§ **Data extracted from a collection**

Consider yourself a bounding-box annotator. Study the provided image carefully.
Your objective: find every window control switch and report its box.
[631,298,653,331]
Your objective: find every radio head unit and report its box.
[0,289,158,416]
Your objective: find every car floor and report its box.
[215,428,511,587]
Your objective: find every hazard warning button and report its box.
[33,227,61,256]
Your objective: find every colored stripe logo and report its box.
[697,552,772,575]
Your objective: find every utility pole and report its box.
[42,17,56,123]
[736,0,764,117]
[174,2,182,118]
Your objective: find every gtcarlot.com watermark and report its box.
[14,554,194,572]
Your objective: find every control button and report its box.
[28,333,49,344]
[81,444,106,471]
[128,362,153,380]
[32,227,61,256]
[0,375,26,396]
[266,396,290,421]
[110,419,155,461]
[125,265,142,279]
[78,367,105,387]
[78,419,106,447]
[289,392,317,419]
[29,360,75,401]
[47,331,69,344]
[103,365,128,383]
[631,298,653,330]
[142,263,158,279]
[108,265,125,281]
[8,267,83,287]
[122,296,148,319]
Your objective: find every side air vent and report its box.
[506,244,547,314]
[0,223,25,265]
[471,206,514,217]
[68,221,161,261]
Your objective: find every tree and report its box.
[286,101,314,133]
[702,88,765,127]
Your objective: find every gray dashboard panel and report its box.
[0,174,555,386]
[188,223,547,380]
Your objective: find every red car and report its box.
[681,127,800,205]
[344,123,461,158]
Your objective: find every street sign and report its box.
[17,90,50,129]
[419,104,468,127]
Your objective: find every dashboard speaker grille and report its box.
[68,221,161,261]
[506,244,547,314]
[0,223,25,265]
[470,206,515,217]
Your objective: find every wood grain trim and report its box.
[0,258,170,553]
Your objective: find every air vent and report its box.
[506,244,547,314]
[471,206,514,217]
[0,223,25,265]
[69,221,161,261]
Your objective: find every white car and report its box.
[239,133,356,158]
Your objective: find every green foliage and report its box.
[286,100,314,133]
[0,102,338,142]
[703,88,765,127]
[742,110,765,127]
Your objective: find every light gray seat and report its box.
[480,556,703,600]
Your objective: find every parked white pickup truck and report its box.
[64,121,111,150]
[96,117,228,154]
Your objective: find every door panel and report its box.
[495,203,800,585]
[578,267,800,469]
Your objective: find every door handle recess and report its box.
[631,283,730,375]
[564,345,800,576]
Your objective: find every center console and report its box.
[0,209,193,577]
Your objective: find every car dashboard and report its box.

§ **Task to complete**
Rewrite the part that opens with the line containing "Your objective: find every control" and closes with the line containing "[122,296,148,319]", changing "control button" to "dashboard button" and leaving all else as it is. Return only those lines.

§ **Task output**
Your objective: find every dashboard button and report its box.
[28,333,49,344]
[81,444,106,471]
[128,362,153,380]
[32,227,61,256]
[0,375,26,396]
[266,396,290,421]
[110,419,155,461]
[125,265,142,279]
[78,367,105,387]
[78,419,106,447]
[289,392,317,419]
[29,360,75,401]
[47,331,69,344]
[103,365,128,383]
[631,298,653,330]
[142,263,158,279]
[108,265,125,281]
[8,267,83,287]
[122,296,148,319]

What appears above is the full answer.